## Work to be completed
Copy out all lines in the data below containing the string "background".

## Input records
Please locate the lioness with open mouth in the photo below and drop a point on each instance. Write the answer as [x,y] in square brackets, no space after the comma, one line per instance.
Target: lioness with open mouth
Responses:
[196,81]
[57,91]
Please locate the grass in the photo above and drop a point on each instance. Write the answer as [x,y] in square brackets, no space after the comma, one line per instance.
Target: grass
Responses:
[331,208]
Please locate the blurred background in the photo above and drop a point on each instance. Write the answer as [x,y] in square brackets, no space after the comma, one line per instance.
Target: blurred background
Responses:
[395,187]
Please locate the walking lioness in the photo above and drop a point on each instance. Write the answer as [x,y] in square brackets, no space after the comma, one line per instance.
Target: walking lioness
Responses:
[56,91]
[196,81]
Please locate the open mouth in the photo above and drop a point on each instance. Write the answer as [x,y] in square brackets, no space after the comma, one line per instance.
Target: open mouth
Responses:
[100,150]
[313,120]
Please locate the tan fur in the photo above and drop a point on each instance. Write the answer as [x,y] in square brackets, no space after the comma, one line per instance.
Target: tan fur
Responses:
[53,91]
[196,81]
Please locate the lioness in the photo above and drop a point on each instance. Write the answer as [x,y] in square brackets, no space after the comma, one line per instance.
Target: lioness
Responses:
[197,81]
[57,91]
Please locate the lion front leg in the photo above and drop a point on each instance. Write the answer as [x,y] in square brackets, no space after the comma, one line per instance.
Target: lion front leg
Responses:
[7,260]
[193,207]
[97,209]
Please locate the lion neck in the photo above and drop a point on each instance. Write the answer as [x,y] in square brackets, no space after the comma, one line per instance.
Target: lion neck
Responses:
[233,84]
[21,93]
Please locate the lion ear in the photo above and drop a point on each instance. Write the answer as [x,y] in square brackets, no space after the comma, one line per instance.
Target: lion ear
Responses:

## Response to this task
Please locate the blurred background in the photo above and drop a point on each instance. Write the answer as [x,y] in square brackets, no space after the comma, one line per instance.
Target: blurred background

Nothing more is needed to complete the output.